The drop down of GDP growth in the last quarter to a five year low of 5.8 per cent marks the urgency that economic reform and initiatives need to give the Indian economy the healthy growth it must have to push through the new Indian governments ambitious plans. The withdrawal of Arun Jaitley from consideration for inclusion in the council of ministers is a blow to the current Modi administration; it was not for mere optics that the PM considered it incumbent on himself to make a personal call on his erstwhile very able and dynamic Finance Minister to reconsider his decision; Jaitley’s willingness to continue to offer his services, though not as a Minister, will give Modi the advice that he will be seeking in his department.

The air strike at Balakot had the stamp of a bold and committed leader, a leader who had staked his all in giving the “green signal”

However, the elevation of Nirmala Sitharaman to full ministership in this department has been, to put it mildly, surprising. Although acclaimed by some, her stewardship in the Defence department has been pedestrian: urgently needed acquisitions programmes have not been moved with the speed needed; the successful rebuttal of Opposition’s charges on the Rafale deal was not much due to her competence as to the meticulous staff work of the IAF’s Plans Branch who spearheaded the government to government negotiations. Perhaps a lateral induction from the business community for Corporate Affairs would have been a good idea; it is hoped that the dynamic Anurag Thakur will prove himself equal to the task.

________________

## The tasks:
A – Extract the stretch of the commentary on India's cabinet from "However, the elevation" through "to the task.".
B – Answer these questions from the commentary on India's cabinet:
(i) To what rate did GDP growth drop in the last quarter?
(ii) Whose staff work does the commentary credit for rebutting the Opposition's charges on the Rafale deal?
(iii) Who is hoped to prove himself equal to the task?
C – Please proceed with the commentary on India's cabinet, carrying it on from its final sentence.

[Region labeling items]
________________

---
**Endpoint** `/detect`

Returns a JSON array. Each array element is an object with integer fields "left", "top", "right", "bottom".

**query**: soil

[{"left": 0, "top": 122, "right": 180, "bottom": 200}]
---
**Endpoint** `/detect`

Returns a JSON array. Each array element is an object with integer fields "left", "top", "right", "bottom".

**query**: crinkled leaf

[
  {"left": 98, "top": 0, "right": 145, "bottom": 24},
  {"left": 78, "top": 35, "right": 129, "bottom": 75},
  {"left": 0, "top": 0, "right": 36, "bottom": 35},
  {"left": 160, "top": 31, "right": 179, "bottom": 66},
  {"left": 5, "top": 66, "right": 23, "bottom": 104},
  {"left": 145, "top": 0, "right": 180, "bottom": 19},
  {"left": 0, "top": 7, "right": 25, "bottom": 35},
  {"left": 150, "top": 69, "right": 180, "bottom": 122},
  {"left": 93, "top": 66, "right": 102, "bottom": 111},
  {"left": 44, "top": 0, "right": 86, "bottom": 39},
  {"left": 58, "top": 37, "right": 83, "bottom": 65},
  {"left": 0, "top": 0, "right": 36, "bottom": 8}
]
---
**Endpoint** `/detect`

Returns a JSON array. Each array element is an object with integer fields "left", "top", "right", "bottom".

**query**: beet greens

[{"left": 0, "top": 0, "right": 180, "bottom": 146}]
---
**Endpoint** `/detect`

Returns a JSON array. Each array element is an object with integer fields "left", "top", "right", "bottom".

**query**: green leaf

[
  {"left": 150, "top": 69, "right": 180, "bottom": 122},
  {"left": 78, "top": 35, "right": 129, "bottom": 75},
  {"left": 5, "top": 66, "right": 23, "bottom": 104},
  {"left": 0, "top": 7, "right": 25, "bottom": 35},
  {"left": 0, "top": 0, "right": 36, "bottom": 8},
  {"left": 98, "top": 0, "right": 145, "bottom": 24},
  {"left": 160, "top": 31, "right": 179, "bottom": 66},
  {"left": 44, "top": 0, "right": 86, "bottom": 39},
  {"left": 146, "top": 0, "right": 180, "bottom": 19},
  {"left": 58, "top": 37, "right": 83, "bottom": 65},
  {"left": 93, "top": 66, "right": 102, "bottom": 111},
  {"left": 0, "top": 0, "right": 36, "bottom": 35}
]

________________

## Responses in order:
A –
However, the elevation of Nirmala Sitharaman to full ministership in this department has been, to put it mildly, surprising. Although acclaimed by some, her stewardship in the Defence department has been pedestrian: urgently needed acquisitions programmes have not been moved with the speed needed; the successful rebuttal of Opposition’s charges on the Rafale deal was not much due to her competence as to the meticulous staff work of the IAF’s Plans Branch who spearheaded the government to government negotiations. Perhaps a lateral induction from the business community for Corporate Affairs would have been a good idea; it is hoped that the dynamic Anurag Thakur will prove himself equal to the task.

B –
(i) 5.8 per cent, a five-year low.
(ii) The IAF's Plans Branch.
(iii) Anurag Thakur.

C –
Modi-Shah thought-twins, were bang on target in clubbing these two distressed and pressing issues together. Neither can progress without equal advance from the other. Increasing farm produce on the one hand and giving its equitable benefits to the growers themselves on the other, improving rural infrastructure, will slow-down the influx of rural population into cities and growth of new urban settlements. Appointing Narendra Singh Tomar as a Cabinet Minister to tackle this has given strong hopes of bringing succour to this long-distressed sector.


The aspiring young of today cannot be allowed to become the despairing rebels of tomorrow. Modi-Shah have realised this could well happen, if not their needs are not addressed now. This possibility is being pre-empted by giving independent charges to each of these issues by appointing people of proven capability as cabinet and independent ministers of state. Each of these appointees realises there is no time to lose.


Modi has performed brilliantly in this department over the last five years. He realises the importance of maintaining the momentum in a world where new fault lines are developing and our immediate neighbourhood countries are seeking a leader in a variety of sectors to stay free of the clutches of the increasingly domineering Dragon.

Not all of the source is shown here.